(Dataset entries)
== == ==
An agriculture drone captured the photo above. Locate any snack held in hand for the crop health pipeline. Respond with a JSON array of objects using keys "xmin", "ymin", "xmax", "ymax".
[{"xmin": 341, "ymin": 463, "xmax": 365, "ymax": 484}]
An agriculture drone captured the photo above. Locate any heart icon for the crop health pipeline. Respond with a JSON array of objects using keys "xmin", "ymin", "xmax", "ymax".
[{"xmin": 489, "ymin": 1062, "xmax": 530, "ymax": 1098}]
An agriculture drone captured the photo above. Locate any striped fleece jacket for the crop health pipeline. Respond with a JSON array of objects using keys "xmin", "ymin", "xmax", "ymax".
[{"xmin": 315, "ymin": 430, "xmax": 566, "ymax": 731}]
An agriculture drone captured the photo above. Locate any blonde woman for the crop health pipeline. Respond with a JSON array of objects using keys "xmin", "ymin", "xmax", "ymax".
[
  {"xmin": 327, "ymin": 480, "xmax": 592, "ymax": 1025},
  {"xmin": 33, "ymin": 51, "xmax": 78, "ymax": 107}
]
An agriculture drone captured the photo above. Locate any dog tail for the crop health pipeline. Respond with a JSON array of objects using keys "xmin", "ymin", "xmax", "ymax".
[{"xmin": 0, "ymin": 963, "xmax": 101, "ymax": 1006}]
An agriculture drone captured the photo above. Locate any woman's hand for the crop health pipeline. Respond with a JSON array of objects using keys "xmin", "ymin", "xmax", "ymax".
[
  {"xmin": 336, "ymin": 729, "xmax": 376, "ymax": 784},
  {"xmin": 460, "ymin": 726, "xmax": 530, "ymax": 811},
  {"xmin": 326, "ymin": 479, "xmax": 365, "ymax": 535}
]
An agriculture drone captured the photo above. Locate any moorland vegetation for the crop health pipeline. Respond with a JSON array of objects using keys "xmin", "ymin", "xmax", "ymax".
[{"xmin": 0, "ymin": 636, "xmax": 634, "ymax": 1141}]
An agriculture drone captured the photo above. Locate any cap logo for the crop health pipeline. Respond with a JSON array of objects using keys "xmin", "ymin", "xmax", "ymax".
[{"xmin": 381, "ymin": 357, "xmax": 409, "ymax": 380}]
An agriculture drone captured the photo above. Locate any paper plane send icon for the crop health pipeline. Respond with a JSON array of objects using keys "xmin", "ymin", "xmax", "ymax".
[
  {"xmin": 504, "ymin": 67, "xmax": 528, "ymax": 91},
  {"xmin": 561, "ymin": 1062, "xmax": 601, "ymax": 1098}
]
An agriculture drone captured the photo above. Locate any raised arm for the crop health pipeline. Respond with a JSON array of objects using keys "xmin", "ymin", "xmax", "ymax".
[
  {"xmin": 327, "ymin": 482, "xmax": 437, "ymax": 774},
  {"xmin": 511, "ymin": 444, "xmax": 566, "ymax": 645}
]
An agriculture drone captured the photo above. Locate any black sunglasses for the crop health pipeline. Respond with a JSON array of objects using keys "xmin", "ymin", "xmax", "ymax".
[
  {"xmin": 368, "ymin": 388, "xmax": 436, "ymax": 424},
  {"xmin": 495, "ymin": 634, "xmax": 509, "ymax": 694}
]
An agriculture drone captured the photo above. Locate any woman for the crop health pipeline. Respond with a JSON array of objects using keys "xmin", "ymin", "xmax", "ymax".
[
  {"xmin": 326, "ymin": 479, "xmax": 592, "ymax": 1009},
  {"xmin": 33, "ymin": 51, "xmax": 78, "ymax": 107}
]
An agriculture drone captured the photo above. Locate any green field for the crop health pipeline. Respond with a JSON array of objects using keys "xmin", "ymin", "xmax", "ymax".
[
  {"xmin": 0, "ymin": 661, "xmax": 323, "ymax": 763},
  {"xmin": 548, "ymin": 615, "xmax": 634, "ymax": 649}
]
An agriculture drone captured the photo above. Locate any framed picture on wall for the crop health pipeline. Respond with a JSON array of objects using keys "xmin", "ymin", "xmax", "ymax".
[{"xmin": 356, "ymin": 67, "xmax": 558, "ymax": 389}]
== == ==
Repeat every one of the records above word for word.

*RESULT OF THIS EXERCISE*
An agriculture drone captured the photo above. Locate any snack held in hand for the crop health pipeline. Respond with a JSON array of objects using keys "xmin", "ymin", "xmax", "ymax".
[{"xmin": 341, "ymin": 463, "xmax": 365, "ymax": 484}]
An agriculture drone captured the photo above. Locate any heart icon for the crop health pipeline. Respond with a JSON array of objects using keys "xmin", "ymin", "xmax", "ymax".
[{"xmin": 489, "ymin": 1062, "xmax": 530, "ymax": 1098}]
An agriculture drone captured the photo above. Locate any striped fleece jacket for the crop health pipeline. Respond with a JSON array of objects using keys "xmin", "ymin", "xmax", "ymax".
[{"xmin": 315, "ymin": 430, "xmax": 566, "ymax": 731}]
An agriculture drone captured the photo above. Locate any blonde woman for the crop health pipeline. Respond with a JSON array of objects using keys "xmin", "ymin", "xmax", "ymax".
[
  {"xmin": 327, "ymin": 480, "xmax": 592, "ymax": 1025},
  {"xmin": 33, "ymin": 51, "xmax": 78, "ymax": 107}
]
An agriculture drone captured the photo above. Locate any dog tail for the crop health pipeline. Respond with a JSON array of objects using keys "xmin", "ymin", "xmax", "ymax".
[{"xmin": 0, "ymin": 963, "xmax": 101, "ymax": 1006}]
An agriculture drone captured the photo above. Locate any woman's hand for the crop health pipeline. Respond with a JSON array of objects using keys "xmin", "ymin", "xmax", "ymax".
[
  {"xmin": 336, "ymin": 729, "xmax": 376, "ymax": 784},
  {"xmin": 460, "ymin": 726, "xmax": 530, "ymax": 811},
  {"xmin": 326, "ymin": 479, "xmax": 365, "ymax": 535}
]
An agriculture drone captured the photo above. Locate any moorland vegetation for the crop health pipeline. Respond with a JSON array of objects using keys "xmin", "ymin", "xmax", "ymax".
[{"xmin": 0, "ymin": 636, "xmax": 634, "ymax": 1141}]
An agriculture drone captured the photo above. Locate any cap logo for the crop health pipeline. Respond with a JSON array of objects using keys "xmin", "ymin", "xmax", "ymax".
[{"xmin": 381, "ymin": 357, "xmax": 409, "ymax": 380}]
An agriculture drone captured the photo above. Locate any paper plane send icon for the crop health pipeline. Respond with a JSON array of objects using keys "xmin", "ymin", "xmax", "ymax".
[
  {"xmin": 504, "ymin": 67, "xmax": 528, "ymax": 91},
  {"xmin": 561, "ymin": 1062, "xmax": 601, "ymax": 1098}
]
An agriculture drone captured the photo above. Locate any raised arm for the crop health pipeline. Respond with a JSON array of objects using keys "xmin", "ymin", "xmax", "ymax".
[
  {"xmin": 327, "ymin": 482, "xmax": 437, "ymax": 774},
  {"xmin": 511, "ymin": 444, "xmax": 566, "ymax": 645}
]
An agriculture drone captured the photo above. Locate any black sunglasses for the crop health pipeline. Respond with a JSON array of objects using keys "xmin", "ymin", "xmax", "ymax".
[
  {"xmin": 368, "ymin": 388, "xmax": 436, "ymax": 424},
  {"xmin": 495, "ymin": 634, "xmax": 509, "ymax": 694}
]
An agriculture drone captured the photo above. Locate any woman for the crop health pipeline. Respond with a JSON array of objects using keys "xmin", "ymin", "xmax", "ymax".
[
  {"xmin": 326, "ymin": 479, "xmax": 592, "ymax": 1009},
  {"xmin": 33, "ymin": 51, "xmax": 78, "ymax": 107}
]
An agriculture drone captured the photo above. Locate any green field for the crop health pipeline. Respond with a JSON array of objects using keys "xmin", "ymin", "xmax", "ymax".
[
  {"xmin": 0, "ymin": 661, "xmax": 323, "ymax": 763},
  {"xmin": 548, "ymin": 615, "xmax": 634, "ymax": 649}
]
An agriculture drone captured the photo above. Locate any framed picture on wall for the crop health pipeline. Respond with a JSON array of objects using keys "xmin", "ymin", "xmax", "ymax".
[{"xmin": 356, "ymin": 67, "xmax": 558, "ymax": 389}]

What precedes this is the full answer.